Coral Harvesting

James M. Cervino cnidaria at earthlink.net
Tue Aug 10 10:31:15 EDT 1999


Coral Harvesting:

POSTING: As usual the debate over coral harvesting seems to be based more
on emotion and gut reactions than any sort of scientific basis rooted in
facts.

JAMES: I have communicated with Eric regarding his data collection and he
is not basing his information on a "GUT REACTION or EMOTION" He is basing
his data on FACT.  Interviewing aquarium store owners and seeing the faxes
and receivable receipts from one store are based on pure fact. Interviewing
indigenous peoples from the Philippines and other areas in that region as
well as confirming their information by visiting the reefs first hand
(where corals are collected) and compiling data is FACT and not a gut
reaction.  EXAMPLE: Observing collectors collect Plerogyra from a location
in Malaysia; they did not just collect a few colonies, they collected the
entire patch (about 15 yard radius) without leaving one single fragment
behind.  Not to mention the trampling and damage to the surrounding corals
that are not needed for coral collection.  They cannot travel very far for
collection, they stay in a particular reef area near their home, which in
this case is on a small island, when the corals are gone they have
basically depleted some very important species.  These corals are sold for
pennies, and sold to the middle men who profit a great deal.  The corals
are then brought to the USA and sold between $30- $100. When I told the
collector what they are sold for in the USA, he did not believe me, he
looked at me with a shocked look on his face.

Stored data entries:
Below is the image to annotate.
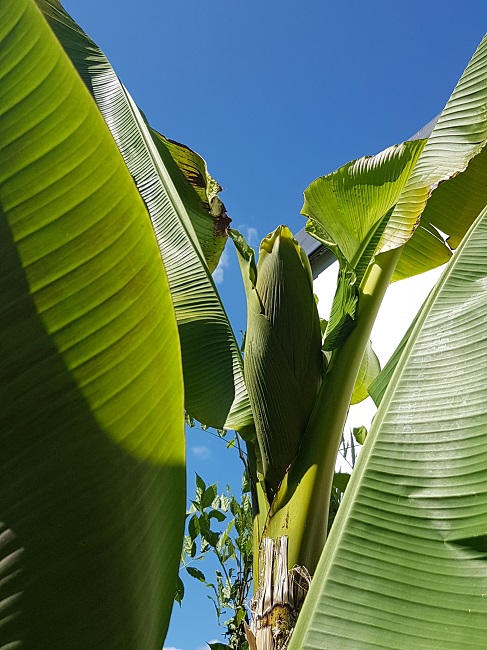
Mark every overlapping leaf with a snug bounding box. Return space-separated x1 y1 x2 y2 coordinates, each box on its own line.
38 0 252 432
302 140 425 267
291 208 487 650
379 36 487 251
0 0 185 650
302 140 426 350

▶ _Directions_:
1. Answer these questions about the coral harvesting post:
(a) In which country were collectors observed taking Plerogyra?
(b) What was the approximate radius of the patch they collected?
(c) For what price range are the corals sold in the USA?
2. According to the coral harvesting post, why does collecting by these local collectors deplete important species? Answer in one to three sentences.
3. Pick up the coral harvesting post where it stops and continue it.
The entries play no part in this work.

▶ _Written answers_:
1.
(a) Malaysia
(b) About 15 yards
(c) Between $30 and $100

2. The collectors cannot travel very far and stay in a particular reef area near their home, which in this case is on a small island. Because they keep collecting from the same place, the corals there are eventually gone, and some very important species are depleted.

3.
POSTING: Yes the numbers of corals and live rock collected sound immense
but if compared to the total amounts of coral and live rock in Fijian
waters, does this represent a significant and more importantly a negative
impact on Fijian reefs? Can this rate of collection be sustained without a
decline on Fijian reefs? You can quote all the numbers you want to (Eric)
but unless you put those numbers into context they mean nothing.

JAMES: The average person collecting is not making money for the LONG TERM
to support his or her family! At the current method.  Farming and cutting
out the middle men and having the families deal directly with the store
owners in the US might be a better idea.  Along with a proposed strategy,
and eco-system replenishment along with farming.

POSTING: Banning the import of corals into the US will do little to help
areas of coral bleaching and only hurts the economies of countries such as
Fiji which has escaped massive bleaching. Perhaps a more equitable solution
would be to treat a ban on coral imports on a regional basis?

JAMES: Yes Fiji has escaped massive bleaching, this makes us all pleased !!
This makes me think preservation & sustainable development, NOT
EXPLOITATION & ignoring the real problems !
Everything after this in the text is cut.